■ Stated problem: Produce a word-for-word copy of the listing below without its pictures.

╔══

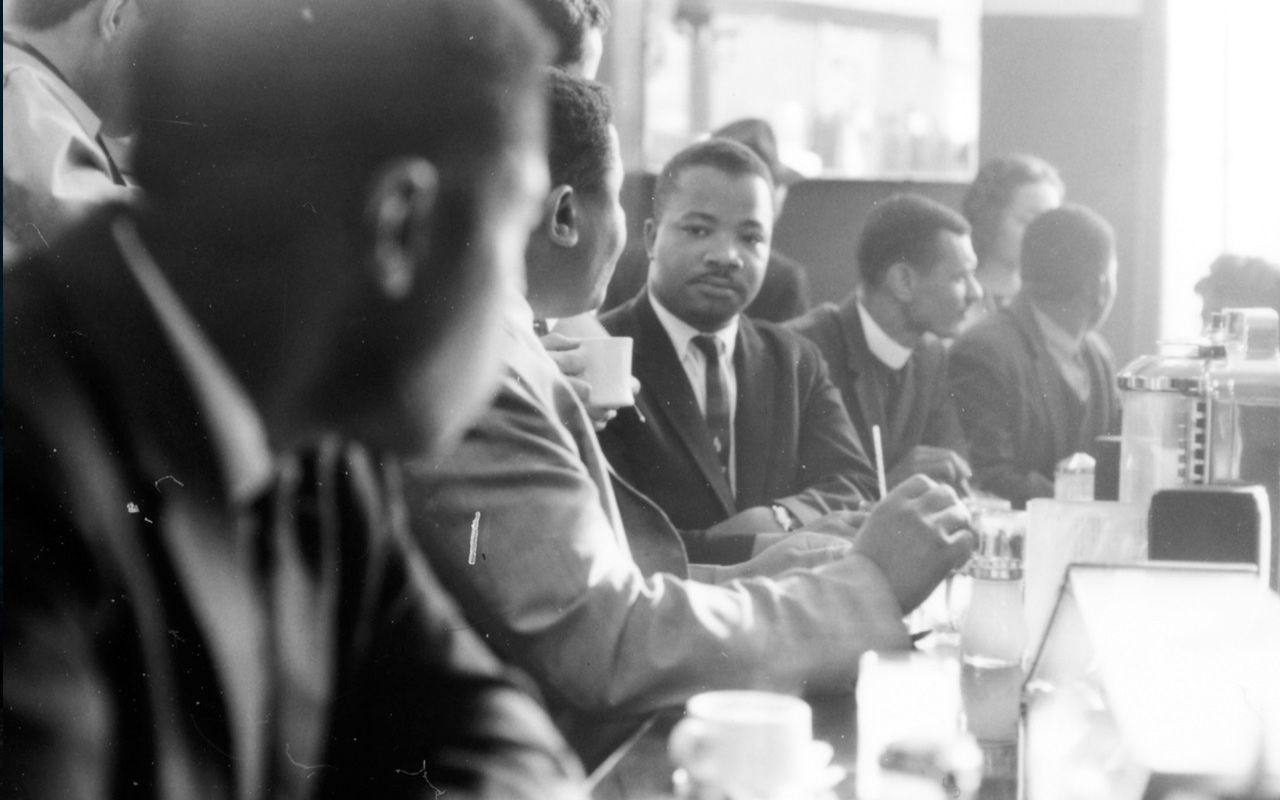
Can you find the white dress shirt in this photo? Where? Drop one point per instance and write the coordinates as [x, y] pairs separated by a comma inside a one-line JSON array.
[[681, 334], [55, 168], [1065, 350], [882, 346]]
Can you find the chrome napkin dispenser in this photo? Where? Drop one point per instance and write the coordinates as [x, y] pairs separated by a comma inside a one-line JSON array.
[[1155, 681], [1207, 416]]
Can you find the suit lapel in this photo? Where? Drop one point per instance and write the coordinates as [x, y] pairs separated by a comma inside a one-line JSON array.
[[662, 376], [1048, 382], [753, 425], [868, 407]]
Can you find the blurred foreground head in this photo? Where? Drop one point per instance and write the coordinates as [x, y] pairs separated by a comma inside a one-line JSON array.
[[1069, 264], [1239, 282], [342, 192]]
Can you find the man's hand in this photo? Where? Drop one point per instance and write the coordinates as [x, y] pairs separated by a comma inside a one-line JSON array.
[[940, 464], [799, 551], [844, 524], [567, 355], [917, 535]]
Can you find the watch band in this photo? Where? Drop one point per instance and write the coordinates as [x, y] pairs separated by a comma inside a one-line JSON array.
[[784, 517]]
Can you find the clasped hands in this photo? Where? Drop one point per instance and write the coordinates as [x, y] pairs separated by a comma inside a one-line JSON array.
[[917, 535]]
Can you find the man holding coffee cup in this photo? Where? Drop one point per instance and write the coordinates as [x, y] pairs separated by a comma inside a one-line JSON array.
[[584, 583]]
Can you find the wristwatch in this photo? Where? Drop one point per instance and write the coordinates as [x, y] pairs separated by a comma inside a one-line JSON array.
[[784, 517]]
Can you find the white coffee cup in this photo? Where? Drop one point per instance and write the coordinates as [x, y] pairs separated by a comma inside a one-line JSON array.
[[608, 370], [748, 744]]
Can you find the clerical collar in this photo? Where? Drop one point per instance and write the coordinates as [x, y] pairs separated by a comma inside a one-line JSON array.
[[681, 333], [882, 346]]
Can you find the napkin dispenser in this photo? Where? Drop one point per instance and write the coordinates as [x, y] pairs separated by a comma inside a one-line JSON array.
[[1207, 414], [1155, 681]]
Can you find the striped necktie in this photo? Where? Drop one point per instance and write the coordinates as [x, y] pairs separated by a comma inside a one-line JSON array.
[[717, 400]]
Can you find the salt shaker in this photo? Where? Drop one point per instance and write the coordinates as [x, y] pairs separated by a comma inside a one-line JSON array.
[[993, 629]]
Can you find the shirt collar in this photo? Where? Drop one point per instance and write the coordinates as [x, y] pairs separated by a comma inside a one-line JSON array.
[[882, 346], [1057, 338], [681, 333], [233, 425], [87, 119]]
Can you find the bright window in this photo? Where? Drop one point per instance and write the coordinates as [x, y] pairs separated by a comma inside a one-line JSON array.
[[1223, 137]]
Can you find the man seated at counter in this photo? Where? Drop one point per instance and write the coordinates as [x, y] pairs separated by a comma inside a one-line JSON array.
[[1034, 382], [210, 590], [577, 28], [585, 585], [739, 428], [785, 291], [68, 72], [882, 346]]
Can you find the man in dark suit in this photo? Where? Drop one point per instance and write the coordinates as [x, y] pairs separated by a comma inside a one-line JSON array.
[[882, 346], [577, 579], [785, 291], [211, 592], [739, 429], [1034, 383]]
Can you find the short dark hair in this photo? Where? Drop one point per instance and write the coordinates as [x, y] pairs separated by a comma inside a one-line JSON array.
[[266, 122], [44, 14], [725, 155], [1065, 250], [568, 21], [1239, 280], [904, 228], [580, 149], [291, 106], [993, 188]]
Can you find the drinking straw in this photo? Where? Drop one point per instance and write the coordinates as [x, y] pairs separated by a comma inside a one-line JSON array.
[[880, 460]]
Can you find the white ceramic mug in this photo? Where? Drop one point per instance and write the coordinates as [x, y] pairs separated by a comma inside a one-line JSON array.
[[608, 370], [748, 744]]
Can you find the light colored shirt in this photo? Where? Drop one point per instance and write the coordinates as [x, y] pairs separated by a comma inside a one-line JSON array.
[[1065, 350], [681, 334], [882, 346], [55, 168]]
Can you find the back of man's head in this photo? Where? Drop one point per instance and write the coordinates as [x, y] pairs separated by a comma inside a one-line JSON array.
[[580, 149], [725, 155], [42, 14], [993, 190], [904, 228], [570, 21], [263, 118], [1065, 251]]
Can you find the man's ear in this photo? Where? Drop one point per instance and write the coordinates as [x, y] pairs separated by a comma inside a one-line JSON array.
[[561, 216], [900, 280], [400, 210], [112, 18]]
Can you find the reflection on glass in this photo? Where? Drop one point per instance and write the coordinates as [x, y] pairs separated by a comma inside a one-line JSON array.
[[853, 87]]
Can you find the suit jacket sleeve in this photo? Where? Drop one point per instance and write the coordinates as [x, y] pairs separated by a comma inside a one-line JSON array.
[[429, 708], [986, 391], [553, 586], [832, 462], [420, 707]]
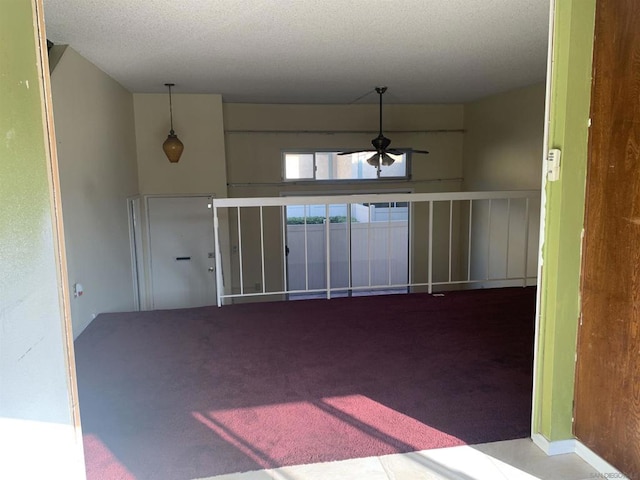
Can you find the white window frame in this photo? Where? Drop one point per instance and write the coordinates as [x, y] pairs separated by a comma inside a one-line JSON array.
[[314, 152]]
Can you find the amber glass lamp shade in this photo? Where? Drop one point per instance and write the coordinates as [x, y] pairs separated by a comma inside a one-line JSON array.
[[173, 147]]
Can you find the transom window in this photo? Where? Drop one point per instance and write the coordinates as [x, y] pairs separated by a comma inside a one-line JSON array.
[[328, 165]]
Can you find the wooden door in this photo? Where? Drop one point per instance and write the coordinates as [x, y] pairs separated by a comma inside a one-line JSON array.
[[607, 397]]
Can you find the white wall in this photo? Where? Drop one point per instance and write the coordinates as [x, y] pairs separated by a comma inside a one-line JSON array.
[[96, 150]]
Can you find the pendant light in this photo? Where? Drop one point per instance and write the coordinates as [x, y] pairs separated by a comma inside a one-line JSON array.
[[172, 146]]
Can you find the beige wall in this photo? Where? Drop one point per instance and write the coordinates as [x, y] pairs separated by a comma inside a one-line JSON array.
[[503, 140], [503, 151], [256, 135], [96, 150], [197, 120]]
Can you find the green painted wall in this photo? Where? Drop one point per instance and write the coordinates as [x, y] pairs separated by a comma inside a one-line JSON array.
[[37, 429], [560, 280]]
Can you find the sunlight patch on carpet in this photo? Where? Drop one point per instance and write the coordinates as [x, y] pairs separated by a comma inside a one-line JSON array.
[[101, 462], [332, 428]]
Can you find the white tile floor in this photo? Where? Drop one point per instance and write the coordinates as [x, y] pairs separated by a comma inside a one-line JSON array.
[[509, 460]]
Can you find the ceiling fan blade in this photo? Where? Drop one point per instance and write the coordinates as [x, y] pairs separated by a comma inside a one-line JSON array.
[[349, 152]]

╚══

■ Exercise result:
Can you find the white dress shirt in this photo? Where? Drop one point per instance and write the coordinates as [x, y] pairs separated by a comma inside a one-line JSON array.
[[681, 334], [55, 168], [1065, 350], [882, 346]]
Can you find the chrome napkin dispenser in this photo? Where? Drop one point per instance and write the coordinates as [x, y] pairs separated by a comma inside a one-line JSON array.
[[1155, 681], [1207, 416]]
Can you find the suit lapel in this photo? Where? Drop one point per instance and write the coordinates as [x, y] pairs separated by a comma inside a one-line JSON array.
[[662, 376], [1048, 382], [753, 425], [868, 407]]
Can you find the blurred foreground head in this photo? Where? Drop one point per instance and write the coordinates as [x, y] pairs separated by a comma inside a one-line JSON array.
[[1069, 264], [1239, 282], [342, 192]]
Can you find the man's hand in this photo? Where? Drop one point per instance and write the coordinates as [x, y] pairs separated by a comma inside a one-line JSON array.
[[940, 464], [799, 551], [844, 524], [567, 355], [917, 535]]
Can you find the watch band in this photo? Where? Drop one point per instance and write the coordinates as [x, y] pairs separated by a comma inside a one-line JSON array.
[[784, 517]]
Can you find the clasped hands in this photo? Where? Drop one point per instance and write the coordinates as [x, y] pairs separated by a comma inside a one-line JSON array.
[[917, 535]]
Can you find the man holding coffee cup in this photo? Where? Drop one point per instance and write the coordinates as [x, y] pairs separated by a comma inside a one-line JSON array.
[[584, 583]]
Can you find the wristwatch in this photo? Where? Drop one point per instance and write the coordinates as [x, y] pairs separated by a comma inside a one-line JSON array.
[[784, 517]]
Can you find the white coffee cup in this photo? Where? Drop one point per instance and write the coordinates as [x, y] pairs separated by a comma inside a one-line JSON array.
[[608, 370], [748, 744]]
Can you find the clerical collar in this photo? Where? Drop one point per instance and write the coordinates as [x, y] pairs separated by a comma inside a one-line JSON array.
[[681, 333], [882, 346]]
Can you find the napkin dispenser in this photo? Where? Drop one point per instance and write the coordinates as [x, y] pairs separated by a comma inside a one-line JSON array.
[[1207, 414], [1155, 681]]
Can you find the striped necktie in this photo? Where? Drop one point per instance and write the coordinates as [x, y] pairs separated by a comma inside a one-line JSON array.
[[717, 400]]
Can you find the salt shaker in this photo? Where? Drop one point per instance and write the coordinates as [x, y] pairs separated by a comma inside a one-line JSON array.
[[993, 629]]
Can you find the shirt collar in this photo? Where? Drop one point per instance and write the coordinates as [x, y] pairs separated by a comma inside a one-line JSON array.
[[882, 346], [1057, 338], [681, 333], [233, 425], [87, 119]]
Can you find the bright window in this photo? Where? Drop one point per instance and write the coordinates as [x, y] pairs separated by a comma inside a one-line JSON array.
[[1223, 137]]
Can you find the man seated at counter in this photo? Where? Drop one point per instance and write the coordinates as [x, y] pairs separated by a comma inside a one-line JSON array.
[[1034, 382], [210, 590], [577, 28], [585, 585], [739, 428], [785, 291], [68, 72], [882, 346]]
Can you find the man in dark suit in this photo? Where? Drop one point per instance and write the coordinates as [x, y] pairs separated by a comma inside a one-line JSON array.
[[882, 346], [577, 579], [785, 291], [211, 592], [739, 429], [1034, 383]]
Can you find the short dark hair in this photo? Where? Drop one point per instance and write the coordinates as [x, y] pairs separated by a comma inside a one-line JSON array.
[[266, 122], [44, 14], [725, 155], [1065, 250], [568, 21], [1239, 280], [904, 228], [580, 149], [291, 106], [993, 188]]
Can you find the drinking straw in this photo? Where? Drop one point per instance and write the coordinates as [x, y] pairs separated by a comma inside a one-line JSON array.
[[880, 460]]
Can you find the white ceramic mug in this photo? Where? Drop one point per instance and write the coordinates as [x, y] pairs separated by a comma inside a one-line JSON array.
[[608, 370], [748, 744]]
Can you find the light colored shirt in this photo? Where? Drop one point per instance and write the coordinates as [x, y] pairs separated by a comma inside a one-line JSON array.
[[1065, 350], [681, 334], [882, 346], [55, 168]]
Can you find the back of man's head in this photo? Where? Drop one point per instance and write the coordinates as [x, y] pairs separated by a comma inside a one-line JSON array.
[[580, 149], [725, 155], [42, 14], [993, 190], [904, 228], [570, 21], [263, 118], [1065, 251]]
Can you find the man's ear in this photo? Where? Drop one point per instance and write the coordinates as [x, y] pairs separated by a comma inside a one-line JSON array.
[[561, 216], [900, 280], [400, 210], [112, 18]]
Can you find the reflection on glass in this photo? Where? Drop one point per instance and write the coordinates as [x, y] pairs separated by a comma inside a one-line JSON array.
[[853, 87]]
Can you find the suit jacket sleeve in this photo? Where? Drop one point per instance and write the coordinates as [x, y] pairs separated by a comma inside a one-line JSON array.
[[429, 708], [986, 391], [553, 586], [832, 462], [420, 707]]
Can you find the white window frame in this photo? Where? Drop one point per instance and write the coordinates as [x, y] pairs separated by a comma inside a one-line JSON array.
[[314, 152]]
Can you find the amber glass lamp shade in this photo? Where? Drop one point per instance and write the coordinates as [x, y] pairs separated by a comma inside a one-line JSON array.
[[173, 147]]
Can you find the transom window in this photo? Where? Drop one point per instance and write the coordinates as [x, y] pairs separated by a comma inside a one-line JSON array.
[[328, 165]]
Can you find the wooden door in this photo? Where? Drop one point per instance and write the coordinates as [x, y] pairs separated by a comma inside a one-line JSON array.
[[607, 397]]
Can you find the white wall in this photo? Where? Drop one point per instance and write the coordinates as [x, y] pairs separated by a comma inside a one-line JSON array.
[[96, 150]]
Can you find the pendant light in this photo? Where? Drop one point per instance and write the coordinates as [x, y] pairs separated by a comma inside a one-line JSON array.
[[172, 146]]
Can you find the beige wall in this photo? Where? Drop one point per instance and write the coordinates as [x, y] pairs separated by a comma inside a one-line JSON array.
[[503, 140], [503, 151], [256, 135], [96, 150], [197, 120]]
Can you find the green painted wall in this photo? Where? Drop one point per instance and write the coordinates as [x, y] pairs separated by a comma inside a one-line JSON array.
[[37, 429], [560, 280]]
Can you find the sunlight patch on carpet in this photo? Where? Drop one point per instance and write the coordinates as [x, y] pairs separated by a comma inside a one-line JSON array.
[[101, 462], [332, 428]]
Can you find the white tile floor in this photo? Where? Drop one point per instance and write the coordinates as [x, y] pairs separated by a comma inside a one-line JSON array.
[[509, 460]]
Can you find the ceiling fan blade in this photo? Where? Drop one point per instance and write the coordinates as [x, y] pairs separated by a comma inside a one-line JSON array.
[[349, 152]]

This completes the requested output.